_Lo que se pide_:
En el texto sobre cómo los hijos imitan a sus padres, ¿por qué una actitud que en un individuo sería grosera e incivilizada le resulta al niño un ejemplo de correcto comportamiento? Responde en una a tres oraciones.

_Documento_:
La impecable copia de sus padres que representa el hijo, y que se desarrollará después de manera autónoma, incorporando a su estructura primigenia el sucesivo aprendizaje y los matices variables del entorno —ríase usted de los más audaces y cableados sistemas informáticos, de sus toscos y grotescos artilugios en pañales—, es un prodigio de la naturaleza sin de parangón. La criatura, en un innato y ufano empeño por perpetuar la idiosincrasia de su estirpe, imita con apabullante precisión hasta el menor de los gestos de sus progenitores. Lo que, con buen criterio, podríamos considerar en un individuo una actitud grosera e incivilizada, para el niño es un estimulante ejemplo de correcto comportamiento. El hijo de esa persona maleducada, de ese individuo ordinario —su copia perfecta, su recipiente ansioso, su esponja anhelante—, tendrá a su progenitor por su modelo, por su brújula, y no se limitará solo a replicar su conducta, que encuentra muy divertida, sino que añadirá aspavientos y exabruptos de su propia cosecha.
Píntese usted con tinta infame y tricolor el brazo, el cuello y hasta la frente y los cuernos, y más tarde, cuando el niño alcance los ocho años y manifieste su lógico deseo por tatuarse también —por elogiar el admirado estilo de papá y mamá, por calcar lo que tanto idolatra—, intente convencerlo de que no es buena idea. Desprecie usted con alegría las más básicas normas de urbanidad, actúe como un patán en los ámbitos sociales, exagere las virtudes de la bebida, presuma de su filosofía despótica, pavonéese delante de sus hijos mientras pisotea las reglas —porque usted, qué duda cabe, es un alma libre, un espíritu sin ataduras que sobrevuela los embarrados campos del bien y del mal, un ingenioso merluzo—, y luego exija a los pequeños que se conduzcan en sociedad de manera civilizada.

_Extractos de entradas_:
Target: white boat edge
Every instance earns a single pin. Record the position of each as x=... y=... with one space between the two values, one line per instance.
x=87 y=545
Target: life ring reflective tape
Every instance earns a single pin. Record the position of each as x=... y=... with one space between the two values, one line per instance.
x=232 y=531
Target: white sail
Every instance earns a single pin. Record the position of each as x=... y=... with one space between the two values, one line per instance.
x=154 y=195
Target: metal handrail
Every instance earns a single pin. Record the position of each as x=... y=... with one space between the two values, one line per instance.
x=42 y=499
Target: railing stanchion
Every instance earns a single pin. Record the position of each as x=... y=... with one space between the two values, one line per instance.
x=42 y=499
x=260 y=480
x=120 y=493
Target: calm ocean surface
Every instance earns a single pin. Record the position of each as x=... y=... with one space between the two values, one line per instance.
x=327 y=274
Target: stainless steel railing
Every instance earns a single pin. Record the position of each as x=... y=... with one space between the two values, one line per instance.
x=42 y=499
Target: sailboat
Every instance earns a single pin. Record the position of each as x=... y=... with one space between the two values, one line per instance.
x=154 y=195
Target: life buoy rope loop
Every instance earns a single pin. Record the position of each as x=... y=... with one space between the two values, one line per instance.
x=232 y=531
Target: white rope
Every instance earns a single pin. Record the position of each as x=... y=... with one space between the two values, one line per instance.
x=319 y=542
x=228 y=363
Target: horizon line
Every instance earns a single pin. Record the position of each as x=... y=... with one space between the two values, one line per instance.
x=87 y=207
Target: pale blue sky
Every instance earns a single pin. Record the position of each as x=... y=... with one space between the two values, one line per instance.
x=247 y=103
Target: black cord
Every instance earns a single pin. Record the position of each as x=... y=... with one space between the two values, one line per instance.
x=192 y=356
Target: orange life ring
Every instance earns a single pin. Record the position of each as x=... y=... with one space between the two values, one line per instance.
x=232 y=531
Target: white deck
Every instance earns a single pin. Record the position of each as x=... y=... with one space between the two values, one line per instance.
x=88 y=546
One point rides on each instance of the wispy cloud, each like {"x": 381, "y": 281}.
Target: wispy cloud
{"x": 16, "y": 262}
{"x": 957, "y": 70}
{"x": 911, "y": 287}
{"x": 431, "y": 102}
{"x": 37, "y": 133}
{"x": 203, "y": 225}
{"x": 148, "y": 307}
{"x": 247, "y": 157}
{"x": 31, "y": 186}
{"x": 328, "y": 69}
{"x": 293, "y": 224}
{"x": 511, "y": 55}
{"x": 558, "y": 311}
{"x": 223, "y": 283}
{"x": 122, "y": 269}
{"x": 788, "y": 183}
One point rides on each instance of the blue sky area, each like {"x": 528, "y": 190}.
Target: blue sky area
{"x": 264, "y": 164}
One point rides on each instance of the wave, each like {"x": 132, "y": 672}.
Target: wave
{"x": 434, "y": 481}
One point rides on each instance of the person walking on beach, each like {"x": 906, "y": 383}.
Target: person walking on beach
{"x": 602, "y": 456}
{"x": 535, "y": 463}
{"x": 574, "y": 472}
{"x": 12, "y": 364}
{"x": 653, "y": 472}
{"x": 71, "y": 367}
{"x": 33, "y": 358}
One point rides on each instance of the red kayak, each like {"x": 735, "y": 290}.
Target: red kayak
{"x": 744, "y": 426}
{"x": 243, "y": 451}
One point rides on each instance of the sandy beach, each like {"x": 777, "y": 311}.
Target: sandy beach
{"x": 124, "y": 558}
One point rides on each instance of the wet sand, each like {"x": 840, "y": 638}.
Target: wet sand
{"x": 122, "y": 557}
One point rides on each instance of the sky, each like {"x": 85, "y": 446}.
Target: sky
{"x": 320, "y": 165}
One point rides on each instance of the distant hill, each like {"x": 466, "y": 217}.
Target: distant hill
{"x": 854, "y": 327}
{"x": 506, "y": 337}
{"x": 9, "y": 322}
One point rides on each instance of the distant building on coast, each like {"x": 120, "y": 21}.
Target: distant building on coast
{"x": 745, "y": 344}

_Respuesta completa_:
Porque el niño, en un empeño innato y ufano por perpetuar la idiosincrasia de su estirpe, imita con apabullante precisión hasta el menor de los gestos de sus progenitores. Por eso tiene a su progenitor maleducado por modelo y por brújula. No solo replica su conducta, que encuentra muy divertida, sino que le añade aspavientos y exabruptos de su propia cosecha.